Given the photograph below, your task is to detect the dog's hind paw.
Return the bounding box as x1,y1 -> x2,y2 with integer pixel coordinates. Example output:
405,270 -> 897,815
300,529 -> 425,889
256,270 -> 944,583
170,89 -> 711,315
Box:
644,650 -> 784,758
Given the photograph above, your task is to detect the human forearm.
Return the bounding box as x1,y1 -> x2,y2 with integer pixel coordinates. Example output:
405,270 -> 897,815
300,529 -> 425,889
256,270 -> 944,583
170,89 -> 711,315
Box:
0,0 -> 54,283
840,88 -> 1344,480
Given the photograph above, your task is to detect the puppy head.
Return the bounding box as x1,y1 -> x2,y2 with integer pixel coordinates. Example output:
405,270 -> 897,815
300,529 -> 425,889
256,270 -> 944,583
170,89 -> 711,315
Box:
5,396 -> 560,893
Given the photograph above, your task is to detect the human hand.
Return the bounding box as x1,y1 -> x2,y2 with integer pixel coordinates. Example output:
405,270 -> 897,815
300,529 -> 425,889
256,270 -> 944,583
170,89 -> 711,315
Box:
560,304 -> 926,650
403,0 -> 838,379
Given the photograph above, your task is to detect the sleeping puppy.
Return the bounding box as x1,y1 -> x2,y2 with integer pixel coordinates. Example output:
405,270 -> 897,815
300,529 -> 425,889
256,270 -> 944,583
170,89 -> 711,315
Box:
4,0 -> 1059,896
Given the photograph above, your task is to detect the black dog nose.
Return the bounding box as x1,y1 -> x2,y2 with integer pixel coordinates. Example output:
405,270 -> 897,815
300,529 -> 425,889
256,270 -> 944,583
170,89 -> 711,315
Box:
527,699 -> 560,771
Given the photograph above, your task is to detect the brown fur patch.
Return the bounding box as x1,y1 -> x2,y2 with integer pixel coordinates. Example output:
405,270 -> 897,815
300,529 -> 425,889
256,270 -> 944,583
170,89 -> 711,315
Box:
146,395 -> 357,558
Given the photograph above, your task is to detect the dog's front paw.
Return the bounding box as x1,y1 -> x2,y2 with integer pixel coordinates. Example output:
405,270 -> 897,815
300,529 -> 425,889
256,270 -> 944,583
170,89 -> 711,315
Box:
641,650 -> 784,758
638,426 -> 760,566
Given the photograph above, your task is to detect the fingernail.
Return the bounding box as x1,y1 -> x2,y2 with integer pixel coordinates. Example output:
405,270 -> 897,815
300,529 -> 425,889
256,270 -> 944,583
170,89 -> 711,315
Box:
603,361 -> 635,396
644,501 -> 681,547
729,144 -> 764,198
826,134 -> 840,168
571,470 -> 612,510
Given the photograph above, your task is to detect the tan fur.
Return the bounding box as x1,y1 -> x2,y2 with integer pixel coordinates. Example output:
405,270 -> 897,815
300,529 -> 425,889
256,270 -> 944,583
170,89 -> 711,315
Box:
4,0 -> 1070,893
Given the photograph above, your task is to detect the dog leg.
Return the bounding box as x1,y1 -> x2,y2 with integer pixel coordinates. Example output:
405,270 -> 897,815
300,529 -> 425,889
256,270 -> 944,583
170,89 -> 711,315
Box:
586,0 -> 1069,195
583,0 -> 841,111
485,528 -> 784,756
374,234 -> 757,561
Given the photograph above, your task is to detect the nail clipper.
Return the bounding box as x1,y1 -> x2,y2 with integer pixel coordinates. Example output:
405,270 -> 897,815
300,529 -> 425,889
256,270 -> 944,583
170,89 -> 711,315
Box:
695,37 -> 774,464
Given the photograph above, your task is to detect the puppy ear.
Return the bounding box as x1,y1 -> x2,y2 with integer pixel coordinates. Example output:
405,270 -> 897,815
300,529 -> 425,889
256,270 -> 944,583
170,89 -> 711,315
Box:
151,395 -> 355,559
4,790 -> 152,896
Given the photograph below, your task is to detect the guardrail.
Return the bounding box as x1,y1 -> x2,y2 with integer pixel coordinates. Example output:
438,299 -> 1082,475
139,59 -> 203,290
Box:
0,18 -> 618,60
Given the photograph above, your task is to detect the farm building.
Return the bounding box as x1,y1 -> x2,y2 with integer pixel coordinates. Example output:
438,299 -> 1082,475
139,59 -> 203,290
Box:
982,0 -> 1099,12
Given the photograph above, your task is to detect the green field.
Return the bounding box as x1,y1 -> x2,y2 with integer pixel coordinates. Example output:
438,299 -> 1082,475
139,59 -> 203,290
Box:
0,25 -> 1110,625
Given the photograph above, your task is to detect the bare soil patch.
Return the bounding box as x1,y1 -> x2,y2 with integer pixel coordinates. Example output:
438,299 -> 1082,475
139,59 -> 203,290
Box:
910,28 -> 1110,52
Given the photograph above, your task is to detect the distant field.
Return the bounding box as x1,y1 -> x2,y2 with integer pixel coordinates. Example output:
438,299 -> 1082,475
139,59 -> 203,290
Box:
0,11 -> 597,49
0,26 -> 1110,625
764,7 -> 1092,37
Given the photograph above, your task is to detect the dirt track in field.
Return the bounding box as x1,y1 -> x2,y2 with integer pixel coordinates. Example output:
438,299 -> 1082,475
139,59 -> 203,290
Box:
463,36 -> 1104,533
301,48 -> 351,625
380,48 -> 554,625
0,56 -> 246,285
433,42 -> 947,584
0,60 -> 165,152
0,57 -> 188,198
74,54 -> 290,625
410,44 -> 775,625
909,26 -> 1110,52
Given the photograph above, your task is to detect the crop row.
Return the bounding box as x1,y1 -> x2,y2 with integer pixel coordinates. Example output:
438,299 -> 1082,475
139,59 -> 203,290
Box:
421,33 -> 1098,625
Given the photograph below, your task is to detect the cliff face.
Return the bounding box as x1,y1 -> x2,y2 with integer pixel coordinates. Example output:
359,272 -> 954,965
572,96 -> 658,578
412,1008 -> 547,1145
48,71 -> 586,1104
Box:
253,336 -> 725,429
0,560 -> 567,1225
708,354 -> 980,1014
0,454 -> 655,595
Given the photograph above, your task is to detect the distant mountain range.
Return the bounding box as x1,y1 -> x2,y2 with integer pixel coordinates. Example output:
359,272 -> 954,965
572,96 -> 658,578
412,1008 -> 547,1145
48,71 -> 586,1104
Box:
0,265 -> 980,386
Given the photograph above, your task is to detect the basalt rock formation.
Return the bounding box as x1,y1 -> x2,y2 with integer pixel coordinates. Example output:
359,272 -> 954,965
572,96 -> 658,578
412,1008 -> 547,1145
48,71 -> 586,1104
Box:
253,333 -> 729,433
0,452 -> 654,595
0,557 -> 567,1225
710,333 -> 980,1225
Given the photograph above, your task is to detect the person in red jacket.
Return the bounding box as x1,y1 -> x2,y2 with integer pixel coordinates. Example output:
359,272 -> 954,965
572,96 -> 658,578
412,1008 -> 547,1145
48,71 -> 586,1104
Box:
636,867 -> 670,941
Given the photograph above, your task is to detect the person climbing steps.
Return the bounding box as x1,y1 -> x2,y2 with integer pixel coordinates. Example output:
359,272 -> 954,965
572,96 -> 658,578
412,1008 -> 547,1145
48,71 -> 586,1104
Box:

* * * *

→ What you need to do
Filter the records above and copy out each line that contains the word "human".

→ Solution for this task
Given the photograph above, your task is to detect the human forearm.
Given the photograph above, your task is to detect the human hand.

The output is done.